Excerpted passage.
■ ■ ■ ■ ■ ■ ■
Courtiers: The Secret History of Kensington Palace by Lucy Worsley - review by Sarah Bradford

Sarah Bradford

From The Sidelines

Courtiers: The Secret History of Kensington Palace

By

Faber & Faber 334pp £20
 

‘The House of Hanover are like ducks’, Sir Owen Morshead, the Royal Librarian, told Harold Nicolson, authorised biographer of George V: ‘they trample their young.’ When it came to child-trampling, however, the first two Georges as depicted in this book won hands down. George I evicted his only son, George Augustus (later George II), from their mutual home, St James’s Palace, after what became known as the ‘great christening row’. Worse, he refused to allow his son’s elder children to live with their parents, whom they were only permitted to see once a week. Even before that he had committed his own wife, George Augustus’s mother, to life imprisonment in a German castle for adultery. George II in turn expelled his eldest son, Prince Frederick, and Frederick’s wife Augusta from St James’s Palace after Frederick had disgracefully bundled Augusta in the throes of labour pains from Hampton Court, where they were all living at the time, to avoid giving the king the satisfaction of witnessing the birth of his grandchild.
■ ■ ■ ■ ■ ■ ■
Extracted entries.

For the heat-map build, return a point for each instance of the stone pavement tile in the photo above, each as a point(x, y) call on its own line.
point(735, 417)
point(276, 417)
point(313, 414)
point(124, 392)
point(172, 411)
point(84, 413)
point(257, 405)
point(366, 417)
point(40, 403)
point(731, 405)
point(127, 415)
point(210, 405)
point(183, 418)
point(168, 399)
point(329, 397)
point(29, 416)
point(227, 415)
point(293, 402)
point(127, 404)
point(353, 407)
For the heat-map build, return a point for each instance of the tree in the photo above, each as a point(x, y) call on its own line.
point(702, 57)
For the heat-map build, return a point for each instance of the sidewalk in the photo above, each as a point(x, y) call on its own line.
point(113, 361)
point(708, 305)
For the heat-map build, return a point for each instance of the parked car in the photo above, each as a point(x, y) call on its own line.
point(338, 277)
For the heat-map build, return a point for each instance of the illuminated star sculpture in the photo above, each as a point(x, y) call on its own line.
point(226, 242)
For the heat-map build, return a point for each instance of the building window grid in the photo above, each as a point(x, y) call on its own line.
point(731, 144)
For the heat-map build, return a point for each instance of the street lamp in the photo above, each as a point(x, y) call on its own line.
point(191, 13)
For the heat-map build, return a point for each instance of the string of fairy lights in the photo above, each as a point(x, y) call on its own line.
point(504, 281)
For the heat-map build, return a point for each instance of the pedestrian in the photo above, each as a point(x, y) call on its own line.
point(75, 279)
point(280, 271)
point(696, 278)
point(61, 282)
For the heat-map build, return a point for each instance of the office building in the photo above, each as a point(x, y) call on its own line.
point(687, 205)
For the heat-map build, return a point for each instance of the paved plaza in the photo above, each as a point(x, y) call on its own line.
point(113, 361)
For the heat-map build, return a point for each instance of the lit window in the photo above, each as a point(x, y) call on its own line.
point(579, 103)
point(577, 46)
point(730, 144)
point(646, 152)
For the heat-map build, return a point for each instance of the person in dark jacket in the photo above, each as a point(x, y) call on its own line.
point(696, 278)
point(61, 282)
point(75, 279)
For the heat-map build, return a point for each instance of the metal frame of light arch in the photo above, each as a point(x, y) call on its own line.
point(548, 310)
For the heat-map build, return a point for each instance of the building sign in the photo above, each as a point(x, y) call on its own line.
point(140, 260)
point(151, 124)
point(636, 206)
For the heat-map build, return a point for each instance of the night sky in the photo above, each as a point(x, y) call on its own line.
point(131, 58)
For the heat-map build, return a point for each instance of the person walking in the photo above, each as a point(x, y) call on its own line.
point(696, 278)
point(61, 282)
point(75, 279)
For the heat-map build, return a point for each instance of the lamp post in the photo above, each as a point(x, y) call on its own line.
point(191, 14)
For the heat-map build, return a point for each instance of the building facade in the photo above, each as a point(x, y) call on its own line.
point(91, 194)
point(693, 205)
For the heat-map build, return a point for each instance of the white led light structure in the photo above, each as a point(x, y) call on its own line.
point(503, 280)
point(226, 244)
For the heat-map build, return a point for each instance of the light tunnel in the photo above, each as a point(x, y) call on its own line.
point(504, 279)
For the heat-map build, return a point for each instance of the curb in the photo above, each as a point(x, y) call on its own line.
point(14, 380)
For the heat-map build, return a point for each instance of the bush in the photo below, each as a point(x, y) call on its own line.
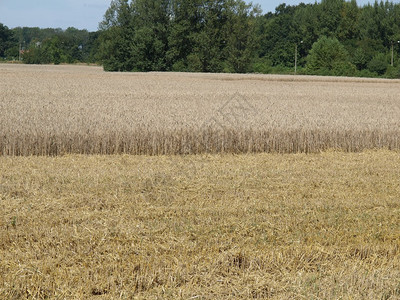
point(367, 74)
point(344, 69)
point(262, 65)
point(392, 72)
point(378, 64)
point(326, 54)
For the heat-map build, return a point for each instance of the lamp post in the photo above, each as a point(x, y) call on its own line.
point(295, 57)
point(392, 61)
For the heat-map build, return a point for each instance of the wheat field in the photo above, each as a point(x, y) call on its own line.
point(53, 110)
point(197, 186)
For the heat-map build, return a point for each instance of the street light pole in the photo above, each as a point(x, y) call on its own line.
point(392, 61)
point(295, 57)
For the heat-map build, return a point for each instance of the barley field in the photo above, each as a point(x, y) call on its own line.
point(53, 110)
point(197, 186)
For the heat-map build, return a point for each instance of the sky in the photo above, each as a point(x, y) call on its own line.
point(82, 14)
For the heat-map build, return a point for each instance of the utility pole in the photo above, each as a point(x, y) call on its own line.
point(392, 61)
point(295, 58)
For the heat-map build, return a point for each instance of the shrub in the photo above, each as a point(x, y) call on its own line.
point(378, 64)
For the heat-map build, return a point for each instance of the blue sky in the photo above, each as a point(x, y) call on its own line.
point(84, 14)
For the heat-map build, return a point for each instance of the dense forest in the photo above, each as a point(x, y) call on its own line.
point(333, 37)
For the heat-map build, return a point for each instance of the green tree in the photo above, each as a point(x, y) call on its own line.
point(378, 64)
point(326, 54)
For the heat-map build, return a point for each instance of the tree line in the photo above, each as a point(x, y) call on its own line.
point(333, 37)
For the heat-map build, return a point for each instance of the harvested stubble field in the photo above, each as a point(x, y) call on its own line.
point(256, 226)
point(216, 225)
point(51, 110)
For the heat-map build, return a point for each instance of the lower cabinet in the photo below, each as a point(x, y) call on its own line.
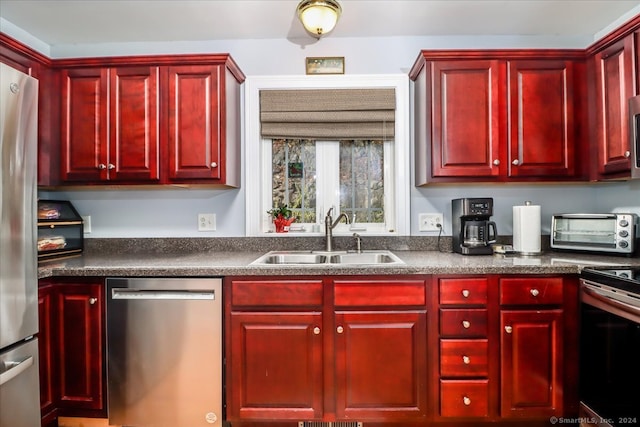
point(326, 349)
point(508, 348)
point(72, 348)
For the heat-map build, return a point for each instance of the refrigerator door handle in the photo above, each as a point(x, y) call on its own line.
point(157, 294)
point(13, 369)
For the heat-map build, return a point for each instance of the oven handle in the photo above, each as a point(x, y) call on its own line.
point(609, 304)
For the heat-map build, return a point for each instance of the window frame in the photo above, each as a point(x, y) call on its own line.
point(255, 185)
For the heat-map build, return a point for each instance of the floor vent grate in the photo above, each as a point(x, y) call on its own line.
point(330, 424)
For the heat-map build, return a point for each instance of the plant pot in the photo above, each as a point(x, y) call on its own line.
point(282, 224)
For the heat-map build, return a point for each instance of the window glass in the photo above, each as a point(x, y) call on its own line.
point(362, 180)
point(294, 177)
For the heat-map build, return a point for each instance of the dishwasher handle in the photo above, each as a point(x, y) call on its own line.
point(161, 294)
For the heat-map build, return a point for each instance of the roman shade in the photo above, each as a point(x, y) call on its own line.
point(328, 113)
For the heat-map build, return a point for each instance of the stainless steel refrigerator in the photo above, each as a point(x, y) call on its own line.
point(19, 388)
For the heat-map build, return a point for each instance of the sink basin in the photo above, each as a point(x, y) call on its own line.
point(291, 258)
point(327, 258)
point(378, 257)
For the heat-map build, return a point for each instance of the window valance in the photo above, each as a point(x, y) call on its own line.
point(328, 113)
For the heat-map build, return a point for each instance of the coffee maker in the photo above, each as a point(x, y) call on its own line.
point(472, 230)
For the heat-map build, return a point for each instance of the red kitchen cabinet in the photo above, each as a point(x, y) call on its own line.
point(110, 120)
point(380, 362)
point(275, 349)
point(80, 342)
point(541, 118)
point(532, 361)
point(46, 355)
point(202, 125)
point(495, 116)
point(614, 86)
point(310, 349)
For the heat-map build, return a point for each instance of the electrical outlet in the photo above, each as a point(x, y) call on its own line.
point(86, 223)
point(206, 222)
point(430, 222)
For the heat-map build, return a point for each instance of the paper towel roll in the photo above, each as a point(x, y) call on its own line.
point(526, 228)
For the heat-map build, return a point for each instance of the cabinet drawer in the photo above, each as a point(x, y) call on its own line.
point(534, 290)
point(464, 358)
point(262, 293)
point(463, 323)
point(380, 293)
point(468, 398)
point(471, 290)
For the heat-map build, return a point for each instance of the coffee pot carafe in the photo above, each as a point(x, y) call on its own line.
point(472, 230)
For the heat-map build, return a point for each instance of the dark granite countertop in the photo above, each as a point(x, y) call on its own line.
point(226, 263)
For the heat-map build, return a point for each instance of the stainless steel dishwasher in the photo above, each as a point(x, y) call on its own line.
point(164, 352)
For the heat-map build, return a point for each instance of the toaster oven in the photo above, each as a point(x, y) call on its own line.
point(611, 233)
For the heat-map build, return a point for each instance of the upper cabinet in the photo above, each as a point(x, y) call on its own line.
point(110, 119)
point(496, 115)
point(616, 79)
point(150, 120)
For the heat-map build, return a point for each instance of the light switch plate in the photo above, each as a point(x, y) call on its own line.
point(430, 221)
point(206, 222)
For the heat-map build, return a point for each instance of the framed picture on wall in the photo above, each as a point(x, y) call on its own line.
point(325, 65)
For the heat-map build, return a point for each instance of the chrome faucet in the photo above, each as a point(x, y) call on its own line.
point(329, 225)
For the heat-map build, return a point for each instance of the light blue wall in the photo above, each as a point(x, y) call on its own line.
point(173, 212)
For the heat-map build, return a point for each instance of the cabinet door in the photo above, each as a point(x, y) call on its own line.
point(195, 111)
point(614, 87)
point(541, 139)
point(46, 337)
point(80, 345)
point(381, 360)
point(532, 363)
point(466, 124)
point(84, 135)
point(134, 120)
point(276, 369)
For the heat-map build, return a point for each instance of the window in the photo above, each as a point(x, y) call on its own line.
point(368, 179)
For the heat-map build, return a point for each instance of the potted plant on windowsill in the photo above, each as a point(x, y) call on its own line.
point(282, 218)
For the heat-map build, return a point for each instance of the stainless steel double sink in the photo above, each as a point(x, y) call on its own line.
point(327, 258)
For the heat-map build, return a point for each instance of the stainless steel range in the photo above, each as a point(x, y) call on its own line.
point(610, 346)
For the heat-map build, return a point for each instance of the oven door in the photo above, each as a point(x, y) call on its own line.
point(609, 355)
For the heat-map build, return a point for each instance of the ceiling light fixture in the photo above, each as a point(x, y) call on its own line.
point(319, 16)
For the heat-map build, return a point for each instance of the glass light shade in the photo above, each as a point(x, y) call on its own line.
point(319, 17)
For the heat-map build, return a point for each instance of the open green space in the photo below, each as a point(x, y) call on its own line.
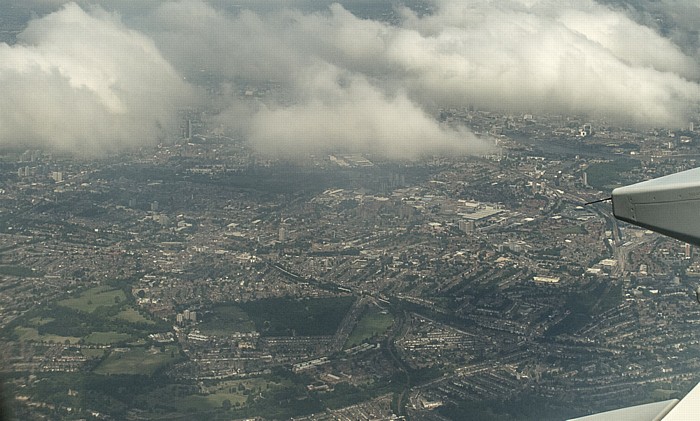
■ ■ ■ ■ ■ ■ ■
Exercise aim.
According to the review of the Kensington Palace book, after what event did George I evict his son from St James's Palace? The rows come from a different source than the review.

Output of the exercise.
After what became known as the "great christening row."